TO BE DONE: Reproduce every one of the lines below word for word, leaving the pictures out of your answer.

(Entries for pointing at named objects)
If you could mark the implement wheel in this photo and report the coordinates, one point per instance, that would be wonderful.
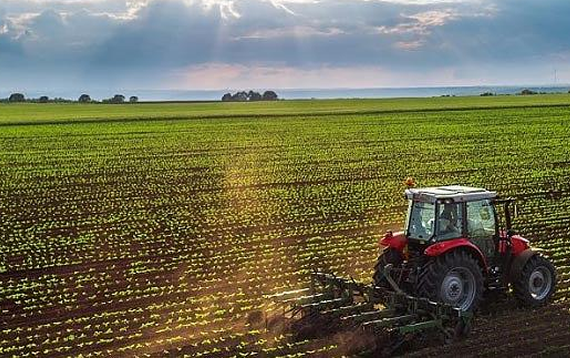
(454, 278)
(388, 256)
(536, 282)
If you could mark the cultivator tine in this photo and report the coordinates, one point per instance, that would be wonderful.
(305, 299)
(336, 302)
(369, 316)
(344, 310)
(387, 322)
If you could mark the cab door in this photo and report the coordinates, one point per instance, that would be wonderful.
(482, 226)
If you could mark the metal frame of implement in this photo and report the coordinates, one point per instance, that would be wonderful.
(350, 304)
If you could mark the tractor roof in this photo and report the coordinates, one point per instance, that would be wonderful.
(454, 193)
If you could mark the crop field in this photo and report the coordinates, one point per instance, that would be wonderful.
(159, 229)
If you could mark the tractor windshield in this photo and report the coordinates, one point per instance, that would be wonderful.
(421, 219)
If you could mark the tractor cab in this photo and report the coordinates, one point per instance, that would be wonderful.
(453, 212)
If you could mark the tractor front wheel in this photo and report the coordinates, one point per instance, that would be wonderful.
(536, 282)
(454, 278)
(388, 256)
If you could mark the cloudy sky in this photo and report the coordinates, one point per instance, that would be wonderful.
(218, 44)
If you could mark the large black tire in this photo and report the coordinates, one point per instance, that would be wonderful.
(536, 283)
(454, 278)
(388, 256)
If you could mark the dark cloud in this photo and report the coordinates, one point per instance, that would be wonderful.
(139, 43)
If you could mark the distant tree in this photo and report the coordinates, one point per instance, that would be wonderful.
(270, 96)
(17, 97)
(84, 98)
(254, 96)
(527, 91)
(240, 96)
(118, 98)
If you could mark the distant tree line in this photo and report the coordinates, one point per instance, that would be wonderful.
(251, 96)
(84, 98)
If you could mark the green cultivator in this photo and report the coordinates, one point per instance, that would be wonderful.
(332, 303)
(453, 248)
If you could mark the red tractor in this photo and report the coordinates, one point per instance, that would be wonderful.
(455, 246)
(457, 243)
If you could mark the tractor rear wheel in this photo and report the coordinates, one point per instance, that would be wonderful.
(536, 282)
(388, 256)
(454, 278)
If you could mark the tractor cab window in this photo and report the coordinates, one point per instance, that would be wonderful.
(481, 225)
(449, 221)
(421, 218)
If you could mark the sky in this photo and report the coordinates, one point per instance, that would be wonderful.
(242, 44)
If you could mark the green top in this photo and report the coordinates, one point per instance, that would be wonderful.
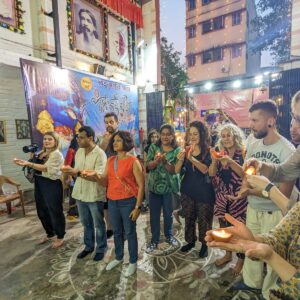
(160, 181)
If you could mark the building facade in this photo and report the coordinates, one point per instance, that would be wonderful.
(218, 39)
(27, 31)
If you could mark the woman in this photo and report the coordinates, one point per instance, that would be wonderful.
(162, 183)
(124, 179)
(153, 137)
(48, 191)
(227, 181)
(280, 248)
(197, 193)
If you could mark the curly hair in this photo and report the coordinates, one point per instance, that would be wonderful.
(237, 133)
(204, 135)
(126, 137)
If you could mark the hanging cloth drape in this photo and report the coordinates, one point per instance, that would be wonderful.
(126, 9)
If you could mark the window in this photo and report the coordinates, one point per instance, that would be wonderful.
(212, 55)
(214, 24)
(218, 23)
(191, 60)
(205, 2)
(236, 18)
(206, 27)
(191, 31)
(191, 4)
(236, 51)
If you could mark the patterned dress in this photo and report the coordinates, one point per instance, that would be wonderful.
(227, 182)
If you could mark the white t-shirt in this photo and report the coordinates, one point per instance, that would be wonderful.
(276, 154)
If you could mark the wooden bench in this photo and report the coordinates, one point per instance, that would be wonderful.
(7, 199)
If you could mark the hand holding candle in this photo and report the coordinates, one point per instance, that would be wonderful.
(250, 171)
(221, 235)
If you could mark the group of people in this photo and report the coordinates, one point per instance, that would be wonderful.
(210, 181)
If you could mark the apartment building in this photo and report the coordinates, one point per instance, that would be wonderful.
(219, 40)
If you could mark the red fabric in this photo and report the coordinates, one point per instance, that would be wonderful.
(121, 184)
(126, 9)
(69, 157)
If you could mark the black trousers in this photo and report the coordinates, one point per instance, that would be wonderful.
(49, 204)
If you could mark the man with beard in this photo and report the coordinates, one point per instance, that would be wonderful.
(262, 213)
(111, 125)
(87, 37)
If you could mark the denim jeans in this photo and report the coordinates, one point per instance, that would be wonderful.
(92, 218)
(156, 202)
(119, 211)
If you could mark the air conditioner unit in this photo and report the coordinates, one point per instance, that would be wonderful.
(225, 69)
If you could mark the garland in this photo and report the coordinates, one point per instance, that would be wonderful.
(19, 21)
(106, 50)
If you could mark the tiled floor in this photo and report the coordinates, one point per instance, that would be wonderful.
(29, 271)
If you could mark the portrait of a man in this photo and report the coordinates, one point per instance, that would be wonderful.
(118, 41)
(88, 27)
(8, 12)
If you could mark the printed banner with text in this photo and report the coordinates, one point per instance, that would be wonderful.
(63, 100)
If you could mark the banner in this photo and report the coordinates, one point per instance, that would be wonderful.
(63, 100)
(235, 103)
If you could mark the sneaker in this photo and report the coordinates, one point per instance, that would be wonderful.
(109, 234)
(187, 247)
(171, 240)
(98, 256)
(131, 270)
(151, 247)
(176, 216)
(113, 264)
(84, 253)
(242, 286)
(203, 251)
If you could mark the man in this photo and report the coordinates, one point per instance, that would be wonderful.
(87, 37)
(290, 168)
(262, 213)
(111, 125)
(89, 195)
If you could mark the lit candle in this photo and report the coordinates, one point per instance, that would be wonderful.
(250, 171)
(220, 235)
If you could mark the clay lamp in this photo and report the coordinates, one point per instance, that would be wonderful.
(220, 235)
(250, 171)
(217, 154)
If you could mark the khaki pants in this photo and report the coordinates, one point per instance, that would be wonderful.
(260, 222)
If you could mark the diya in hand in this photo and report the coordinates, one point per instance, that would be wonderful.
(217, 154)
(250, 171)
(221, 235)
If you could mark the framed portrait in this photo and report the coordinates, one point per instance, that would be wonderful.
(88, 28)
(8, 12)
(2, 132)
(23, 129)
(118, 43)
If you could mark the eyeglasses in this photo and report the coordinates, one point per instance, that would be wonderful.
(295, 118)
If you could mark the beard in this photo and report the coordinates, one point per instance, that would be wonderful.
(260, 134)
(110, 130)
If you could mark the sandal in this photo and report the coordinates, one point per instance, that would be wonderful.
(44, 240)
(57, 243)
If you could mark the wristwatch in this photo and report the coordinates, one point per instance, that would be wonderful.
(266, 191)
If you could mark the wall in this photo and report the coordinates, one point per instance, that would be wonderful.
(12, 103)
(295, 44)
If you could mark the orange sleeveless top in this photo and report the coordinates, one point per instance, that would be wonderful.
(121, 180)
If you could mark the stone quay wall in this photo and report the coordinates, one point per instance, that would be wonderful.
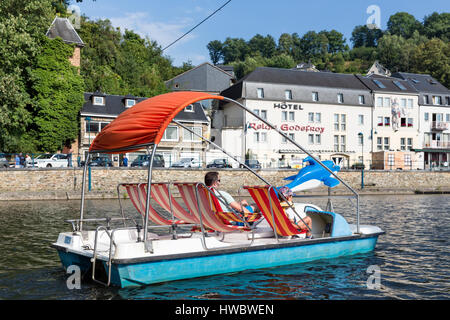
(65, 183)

EXERCISE RESULT:
If you could mark the implement wheel in this photo and report the coordinates, one point per instance, that would be wonderful.
(454, 278)
(388, 256)
(536, 282)
If you could mark the cultivator tine in this photo and report the coordinates, one point per instance, that would be wonderful.
(305, 299)
(336, 302)
(369, 316)
(344, 310)
(387, 322)
If you could mark the cab door in this photo and report the coordinates, one point per instance, that would be wonderful.
(482, 226)
If you could mark the metal frame of implement in this photo and report the coordinates, one point per instance, that would be wonderful.
(350, 304)
If you could mark the tractor roof in this photo and report the coordinates, one point per instance, that would be wonderful.
(454, 193)
If you could mark the crop field in this photo and report the coordinates, one point per instance, that would be wonderful.
(159, 229)
If you could mark the tractor windshield in this photo and report the coordinates, one point per instance, that would be wonderful.
(421, 219)
If you could mark the tractor cab in this photo and report the coordinates, one point per instance, that would be wonderful.
(453, 212)
If you could mark the tractor front wheel in this photo and report the coordinates, one point per instance, that would be wonderful.
(536, 282)
(454, 278)
(388, 256)
If you could mark the cloudy sky in this photo and report the coordinates, one point per instance, that would be wonderful.
(218, 44)
If you could mark the large black tire in this photo and report the coordinates, one point per instance, that would be wonderful.
(536, 283)
(454, 278)
(388, 256)
If you could mark the dark cloud in this photo and report the coordinates, one point per instance, that would be wonderful.
(139, 43)
If you could mark the distant tree in this photo and report the coordinates, one point per instance, that would be wonderful.
(270, 96)
(17, 97)
(84, 98)
(254, 96)
(527, 91)
(240, 96)
(118, 98)
If you could mark the distant tree line in this photo and report the coordinates, one point per instance, that would be wonderful.
(251, 96)
(84, 98)
If you could mark the green cultivator in this photo and report the coordinates, one point per instance, that would be wonderful.
(332, 303)
(453, 248)
If you could mark the red tractor in this photo and report the coordinates, one point per instance, that would be wonderful.
(455, 246)
(457, 243)
If you could mark the tractor rear wheel in this photo and report the coordinates, one point per instance, that would be wonderful.
(536, 282)
(388, 256)
(454, 278)
If you could mark the tractor cab window in this photo and report the coordinates, one point per instance, that would be wonderful.
(481, 225)
(449, 221)
(421, 218)
If you could mark the sky in this photo and report the coordinates, one point per instance, that would be wonderful.
(242, 44)
If you could mark the green top in this photo and report the coordinates, one point per instance, that would be wonderful.
(160, 181)
If you could mark the building facade in this photo and report the coordinates, one point per instance, that would be wonderful.
(218, 39)
(27, 31)
If you could mark the woman in this photo and report the coordinates, one point per instance, that would be wonderful.
(162, 183)
(124, 179)
(153, 137)
(48, 191)
(227, 181)
(280, 248)
(197, 193)
If you could mark the curly hair in this photo and report the coordinates, one point per instance, that would be wonderful.
(237, 133)
(204, 135)
(126, 137)
If you could mark the hanging cloth drape in this photo and report the coordinates, one point per instance, that would be wonderful.
(126, 9)
If you could mark the window in this photo and report the coordinates, one point per instance, that would be wonderful.
(212, 55)
(214, 24)
(218, 23)
(191, 60)
(205, 2)
(236, 18)
(206, 27)
(191, 31)
(191, 4)
(236, 51)
If you could mark the patterned dress in this photo and report the coordinates, one point per instance, that would be wonderful.
(227, 182)
If you could mark the white t-shirt in this photo and report the coordinates, one point per instance, that would be wonderful.
(276, 154)
If you could mark the wooden bench in this photo and report the coordinates, one point per instance, that would be wonderful.
(7, 199)
If you could mark the hand holding candle in this photo and report the coordinates, one point per instance, that would be wonderful.
(250, 171)
(221, 235)
If you could mark the group of people in this photo and report the coordinates, one point per instance, that would be wonderful.
(210, 181)
If you could mark the apartment building in this photo and report the coordinates, one point per instance, that would be wonderful.
(219, 40)
If you could mark the red fabric in this photo and report the coordinates, one point per instance, that would be wonderful.
(121, 184)
(126, 9)
(69, 157)
If you could mark the black trousers in this photo and report the coordinates, one point per instance, that would be wonderful.
(49, 204)
If you could mark the man with beard in this photo and report the coordinates, one point per instance, that would be wonderful.
(262, 213)
(111, 125)
(87, 37)
If you could mark the denim jeans in this photo and report the coordinates, one point per instance, that would be wonderful.
(92, 218)
(156, 202)
(119, 211)
If you could mark the air conditioner unit in this photo and report the coordinates, one point per instance, that would be wonderful.
(225, 69)
If you could mark the garland in this photo and report the coordinates, one point per instance, that would be wonderful.
(19, 21)
(106, 50)
If you could mark the tiled floor in this photo and report the coordinates, one point per instance, that would be wonderful.
(29, 271)
If you could mark the portrait of a man in this photo and report the coordinates, one point per instance, that would be wonderful.
(118, 41)
(88, 27)
(8, 12)
If you could mark the printed banner with text in this photo and report the coordinates, one point per instance, that would be wonderful.
(63, 100)
If you could mark the banner in this photo and report the coordinates, one point per instance, that would be wonderful.
(63, 100)
(235, 103)
If you could mark the sneaker in this photo and report the coordinates, one point per instance, that would be wonderful.
(109, 234)
(187, 247)
(171, 240)
(98, 256)
(131, 270)
(151, 247)
(176, 216)
(113, 264)
(84, 253)
(242, 286)
(203, 251)
If you could mark the man in this photo and report the coordinates, one point per instance, that would be wonderful.
(87, 37)
(290, 168)
(262, 213)
(111, 125)
(89, 195)
If you could mark the lit candle in this photo and report the coordinates, one point per instance, that would be wonderful.
(250, 171)
(220, 235)
If you could mark the clay lamp in this photo and report the coordinates, one point per instance, that would be wonderful.
(220, 235)
(250, 171)
(217, 154)
If you could mark the khaki pants in this photo and report the coordinates, one point per instance, that would be wonderful.
(260, 222)
If you could mark the diya in hand in this photo and report the coordinates, one point per instance, that would be wonderful.
(217, 154)
(250, 171)
(221, 235)
If you could mark the framed portrait in this photo and report the coordinates, one point per instance, that would be wonderful.
(88, 28)
(8, 12)
(2, 132)
(23, 129)
(118, 43)
If you could mark the eyeglasses in this photo and report the coordinates, one point per instance, that would be wonderful.
(295, 118)
If you could mark the beard in this photo and report the coordinates, one point per instance, that would be wonderful.
(260, 134)
(110, 130)
If you could mark the sandal in this photo and report the coordinates, one point per instance, that would be wonderful.
(44, 240)
(57, 243)
If you could mark the wristwatch in this photo and report the coordinates, one point per instance, that would be wonderful.
(266, 191)
If you could mark the wall in this photo and report the coordinates, one point per instance, that would be wonderful.
(12, 103)
(295, 44)
If you could mark the orange sleeveless top in this photo and report the coordinates, one point per instance, that would be wonderful.
(121, 180)
If you could mark the stone quay wall in this photo and report the coordinates, one point per instance, that would be wonderful.
(65, 183)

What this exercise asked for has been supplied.